**Extract**
┌────────

AIM-Harvard / foundation-cancer-image-biomarker

Code and evaluation repository for the paper
https://aim-harvard.github.io/foundation-cancer-image-biomarker/
MIT License
79 stars 10 forks source link

Add tabled data for HarvardRT #238

Closed denbonte closed 1 year ago

denbonte commented 1 year ago

🚀 Feature Request

Add tabled data for the HarvardRT dataset. Of course, we don't need to add PHI (e.g., the clinical data) - but just the features (potentially, not mandatory) and, most importantly, the scores of the linear model (so that whoever wants to replicate the KM analysis or use that model further knows what the median split threshold is).

Once again, I'm happy to have them in the idc-radiomics-reproducibility repo instead of here.

🔈 Motivation

This would help transparency and reproducibility, and would make the predictive model usable directly by others.

surajpaib commented 1 year ago

@denbonte

The linear model scores should be available already using this download: https://aim-harvard.github.io/foundation-cancer-image-biomarker/user-guide/analysis/#predictions-pipeline

The foundation_features.csv under HarvardRT folder should contain the the scores on the validation set to get the median split threshold.

As for the features, what do you think? Should we share them? The benefit is we can then also show the linear model training pipeline.

denbonte commented 1 year ago

The foundation_features.csv under HarvardRT folder should contain the the scores on the validation set to get the median split threshold.

Perfect!

As for the features, what do you think? Should we share them? The benefit is we can then also show the linear model training pipeline.

To show the training pipeline, we would probably have to share a minimal amount of information from the HarvardRT cohort as well (e.g., survival data) - and I'm pretty sure the cohort is not cleared for that. We can discuss, but for the time being I don't see this as crucial!

denbonte commented 1 year ago

Added everything in the last couple of commits (https://github.com/ImagingDataCommons/idc-radiomics-reproducibility/commit/434b547cf2d51df2436ae47fed5f94eea263a49e and https://github.com/ImagingDataCommons/idc-radiomics-reproducibility/commit/0d2a7650b7ff39618c6ff003f41d964e795487b8).

Works perfect. I'm going to push the notebook to the repo in a few minutes.

└────────

**Region pointing data**

┌────────

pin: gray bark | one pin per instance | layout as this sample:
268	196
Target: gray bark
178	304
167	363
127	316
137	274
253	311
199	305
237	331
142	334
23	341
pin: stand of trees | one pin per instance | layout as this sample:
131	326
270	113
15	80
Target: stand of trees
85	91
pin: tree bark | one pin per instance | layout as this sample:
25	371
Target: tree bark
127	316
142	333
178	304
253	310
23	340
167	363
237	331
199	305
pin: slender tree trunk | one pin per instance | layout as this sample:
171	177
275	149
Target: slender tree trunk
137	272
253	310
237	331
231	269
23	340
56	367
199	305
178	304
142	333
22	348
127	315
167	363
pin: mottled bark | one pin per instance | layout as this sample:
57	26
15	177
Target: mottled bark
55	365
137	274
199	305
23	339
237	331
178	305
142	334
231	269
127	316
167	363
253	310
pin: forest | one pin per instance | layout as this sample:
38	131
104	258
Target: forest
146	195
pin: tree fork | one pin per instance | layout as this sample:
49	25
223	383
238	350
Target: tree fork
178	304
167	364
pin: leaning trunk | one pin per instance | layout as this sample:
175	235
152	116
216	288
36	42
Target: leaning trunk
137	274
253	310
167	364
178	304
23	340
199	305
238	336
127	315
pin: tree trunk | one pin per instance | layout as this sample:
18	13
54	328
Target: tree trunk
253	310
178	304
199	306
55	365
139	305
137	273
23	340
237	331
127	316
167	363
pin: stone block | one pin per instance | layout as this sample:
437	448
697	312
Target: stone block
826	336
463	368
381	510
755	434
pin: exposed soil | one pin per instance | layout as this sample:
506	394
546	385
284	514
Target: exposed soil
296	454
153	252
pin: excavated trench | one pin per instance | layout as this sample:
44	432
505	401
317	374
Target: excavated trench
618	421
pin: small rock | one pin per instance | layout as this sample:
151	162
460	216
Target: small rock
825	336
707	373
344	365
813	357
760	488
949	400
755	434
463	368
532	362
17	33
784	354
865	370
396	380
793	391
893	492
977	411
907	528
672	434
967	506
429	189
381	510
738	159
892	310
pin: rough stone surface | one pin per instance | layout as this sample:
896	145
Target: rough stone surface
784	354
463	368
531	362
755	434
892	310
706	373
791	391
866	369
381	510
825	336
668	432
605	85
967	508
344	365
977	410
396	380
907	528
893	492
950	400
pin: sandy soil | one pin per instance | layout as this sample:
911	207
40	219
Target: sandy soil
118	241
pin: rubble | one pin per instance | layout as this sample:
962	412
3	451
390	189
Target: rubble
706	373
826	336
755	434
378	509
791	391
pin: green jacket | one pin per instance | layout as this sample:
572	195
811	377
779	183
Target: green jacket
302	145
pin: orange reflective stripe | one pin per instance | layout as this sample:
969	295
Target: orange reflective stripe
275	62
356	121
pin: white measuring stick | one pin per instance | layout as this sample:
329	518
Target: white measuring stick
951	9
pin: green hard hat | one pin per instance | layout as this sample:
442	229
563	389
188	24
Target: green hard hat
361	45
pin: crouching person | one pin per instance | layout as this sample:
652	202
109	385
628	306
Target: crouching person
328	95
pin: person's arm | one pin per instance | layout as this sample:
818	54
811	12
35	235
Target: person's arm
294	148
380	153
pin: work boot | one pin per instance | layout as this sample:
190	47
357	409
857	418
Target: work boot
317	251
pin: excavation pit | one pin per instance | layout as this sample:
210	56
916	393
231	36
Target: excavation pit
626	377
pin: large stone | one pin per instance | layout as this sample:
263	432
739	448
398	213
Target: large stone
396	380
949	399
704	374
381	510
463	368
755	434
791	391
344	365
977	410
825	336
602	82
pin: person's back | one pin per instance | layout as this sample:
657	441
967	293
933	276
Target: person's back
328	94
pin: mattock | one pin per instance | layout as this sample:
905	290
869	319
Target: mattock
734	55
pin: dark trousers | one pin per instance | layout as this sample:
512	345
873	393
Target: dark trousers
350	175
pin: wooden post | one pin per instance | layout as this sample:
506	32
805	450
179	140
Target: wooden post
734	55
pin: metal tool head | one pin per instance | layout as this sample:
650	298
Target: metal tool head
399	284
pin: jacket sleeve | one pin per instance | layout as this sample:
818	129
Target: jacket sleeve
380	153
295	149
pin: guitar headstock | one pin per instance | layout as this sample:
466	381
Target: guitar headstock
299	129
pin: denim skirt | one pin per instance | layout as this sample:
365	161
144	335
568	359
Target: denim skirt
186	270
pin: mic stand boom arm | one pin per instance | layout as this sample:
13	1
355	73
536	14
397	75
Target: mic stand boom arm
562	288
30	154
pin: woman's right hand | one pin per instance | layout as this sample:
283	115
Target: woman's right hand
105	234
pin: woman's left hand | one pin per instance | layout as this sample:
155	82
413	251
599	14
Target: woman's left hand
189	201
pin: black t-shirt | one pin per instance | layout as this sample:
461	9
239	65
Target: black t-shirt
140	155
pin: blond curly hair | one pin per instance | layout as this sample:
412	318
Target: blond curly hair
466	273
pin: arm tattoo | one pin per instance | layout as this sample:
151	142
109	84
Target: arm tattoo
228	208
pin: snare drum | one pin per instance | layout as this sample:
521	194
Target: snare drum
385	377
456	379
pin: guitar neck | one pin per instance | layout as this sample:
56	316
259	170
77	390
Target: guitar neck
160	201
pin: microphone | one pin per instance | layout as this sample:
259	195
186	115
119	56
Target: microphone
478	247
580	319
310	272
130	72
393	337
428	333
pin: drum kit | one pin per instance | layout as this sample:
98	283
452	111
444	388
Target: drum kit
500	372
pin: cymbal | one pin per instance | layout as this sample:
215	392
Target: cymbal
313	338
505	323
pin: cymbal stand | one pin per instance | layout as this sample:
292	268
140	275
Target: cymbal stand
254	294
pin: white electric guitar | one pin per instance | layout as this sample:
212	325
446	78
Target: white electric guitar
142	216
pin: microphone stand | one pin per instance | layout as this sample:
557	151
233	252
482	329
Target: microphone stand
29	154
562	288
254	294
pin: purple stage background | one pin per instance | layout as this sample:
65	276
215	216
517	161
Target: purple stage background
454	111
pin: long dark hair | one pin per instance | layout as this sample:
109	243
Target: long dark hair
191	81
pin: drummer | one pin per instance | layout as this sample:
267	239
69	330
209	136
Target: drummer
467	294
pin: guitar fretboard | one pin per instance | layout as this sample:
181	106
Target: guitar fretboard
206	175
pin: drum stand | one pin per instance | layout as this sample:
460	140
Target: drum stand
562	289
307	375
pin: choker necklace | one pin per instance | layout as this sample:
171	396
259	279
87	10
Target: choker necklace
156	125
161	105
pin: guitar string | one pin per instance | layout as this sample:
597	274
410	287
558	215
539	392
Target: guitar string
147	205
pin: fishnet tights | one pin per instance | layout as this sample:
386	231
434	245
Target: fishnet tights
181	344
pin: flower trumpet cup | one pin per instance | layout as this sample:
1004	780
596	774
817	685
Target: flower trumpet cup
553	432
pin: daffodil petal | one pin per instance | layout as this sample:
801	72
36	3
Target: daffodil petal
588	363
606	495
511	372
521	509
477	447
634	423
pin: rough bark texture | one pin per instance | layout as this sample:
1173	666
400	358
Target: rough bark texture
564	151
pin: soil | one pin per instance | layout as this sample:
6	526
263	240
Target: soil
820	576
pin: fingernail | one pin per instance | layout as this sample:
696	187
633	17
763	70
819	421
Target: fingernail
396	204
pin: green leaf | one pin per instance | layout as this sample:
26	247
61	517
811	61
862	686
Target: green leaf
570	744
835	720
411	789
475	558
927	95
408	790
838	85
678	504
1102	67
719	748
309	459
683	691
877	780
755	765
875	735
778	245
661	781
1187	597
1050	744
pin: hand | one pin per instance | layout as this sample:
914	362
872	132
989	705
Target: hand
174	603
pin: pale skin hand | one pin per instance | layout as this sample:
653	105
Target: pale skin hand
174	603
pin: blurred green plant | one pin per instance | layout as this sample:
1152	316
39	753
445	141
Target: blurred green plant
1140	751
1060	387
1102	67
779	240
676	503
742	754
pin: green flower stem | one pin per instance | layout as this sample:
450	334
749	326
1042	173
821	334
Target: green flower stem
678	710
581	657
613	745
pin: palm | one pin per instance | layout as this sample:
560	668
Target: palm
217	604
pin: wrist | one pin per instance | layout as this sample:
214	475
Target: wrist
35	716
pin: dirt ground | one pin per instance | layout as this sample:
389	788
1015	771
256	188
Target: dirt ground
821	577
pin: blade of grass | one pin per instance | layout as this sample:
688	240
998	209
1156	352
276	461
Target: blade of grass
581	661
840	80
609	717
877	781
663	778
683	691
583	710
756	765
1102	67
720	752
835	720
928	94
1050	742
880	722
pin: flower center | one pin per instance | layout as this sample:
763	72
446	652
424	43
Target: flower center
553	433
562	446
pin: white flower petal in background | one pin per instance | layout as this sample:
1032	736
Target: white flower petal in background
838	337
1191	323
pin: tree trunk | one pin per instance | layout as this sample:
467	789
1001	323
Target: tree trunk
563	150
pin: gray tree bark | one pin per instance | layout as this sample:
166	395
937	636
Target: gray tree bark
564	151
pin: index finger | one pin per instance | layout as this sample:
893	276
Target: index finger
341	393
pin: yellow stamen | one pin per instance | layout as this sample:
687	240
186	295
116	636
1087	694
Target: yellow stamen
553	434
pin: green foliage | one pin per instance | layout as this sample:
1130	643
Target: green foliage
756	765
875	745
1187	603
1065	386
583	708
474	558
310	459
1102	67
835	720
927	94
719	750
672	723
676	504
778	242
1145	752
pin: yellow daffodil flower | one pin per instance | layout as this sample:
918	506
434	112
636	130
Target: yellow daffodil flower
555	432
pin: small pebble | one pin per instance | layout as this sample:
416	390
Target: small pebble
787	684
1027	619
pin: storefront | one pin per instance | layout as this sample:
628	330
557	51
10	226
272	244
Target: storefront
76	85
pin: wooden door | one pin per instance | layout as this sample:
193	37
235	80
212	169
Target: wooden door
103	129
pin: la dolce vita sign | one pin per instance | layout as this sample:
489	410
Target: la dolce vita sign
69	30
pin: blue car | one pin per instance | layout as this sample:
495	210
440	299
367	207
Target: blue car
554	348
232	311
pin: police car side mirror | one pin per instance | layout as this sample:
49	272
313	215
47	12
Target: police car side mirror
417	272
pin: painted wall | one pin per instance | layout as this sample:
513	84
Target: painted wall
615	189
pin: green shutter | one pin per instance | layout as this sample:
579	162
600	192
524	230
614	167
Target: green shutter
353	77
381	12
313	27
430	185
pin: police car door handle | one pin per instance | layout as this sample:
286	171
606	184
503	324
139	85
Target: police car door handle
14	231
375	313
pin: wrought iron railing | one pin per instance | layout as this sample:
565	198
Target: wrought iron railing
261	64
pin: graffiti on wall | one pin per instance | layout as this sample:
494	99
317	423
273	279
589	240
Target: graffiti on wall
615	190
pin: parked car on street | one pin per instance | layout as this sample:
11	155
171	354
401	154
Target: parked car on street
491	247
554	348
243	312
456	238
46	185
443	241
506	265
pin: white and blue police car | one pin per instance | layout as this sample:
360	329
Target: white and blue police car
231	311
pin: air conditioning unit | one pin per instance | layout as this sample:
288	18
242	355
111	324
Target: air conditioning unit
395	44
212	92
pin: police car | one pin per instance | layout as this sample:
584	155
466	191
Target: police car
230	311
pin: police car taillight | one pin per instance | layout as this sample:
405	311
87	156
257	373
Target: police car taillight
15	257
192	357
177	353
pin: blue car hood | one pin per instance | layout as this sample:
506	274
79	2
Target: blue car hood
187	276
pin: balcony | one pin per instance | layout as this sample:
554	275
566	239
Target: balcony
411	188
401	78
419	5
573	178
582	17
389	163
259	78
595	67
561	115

└────────

**Requirement**
Repeat word for word the portion of the issue thread above that begins with the words containing "Added everything in" and ends with "a few minutes.".

**Reply to the task**
Added everything in the last couple of commits (https://github.com/ImagingDataCommons/idc-radiomics-reproducibility/commit/434b547cf2d51df2436ae47fed5f94eea263a49e and https://github.com/ImagingDataCommons/idc-radiomics-reproducibility/commit/0d2a7650b7ff39618c6ff003f41d964e795487b8).

Works perfect. I'm going to push the notebook to the repo in a few minutes.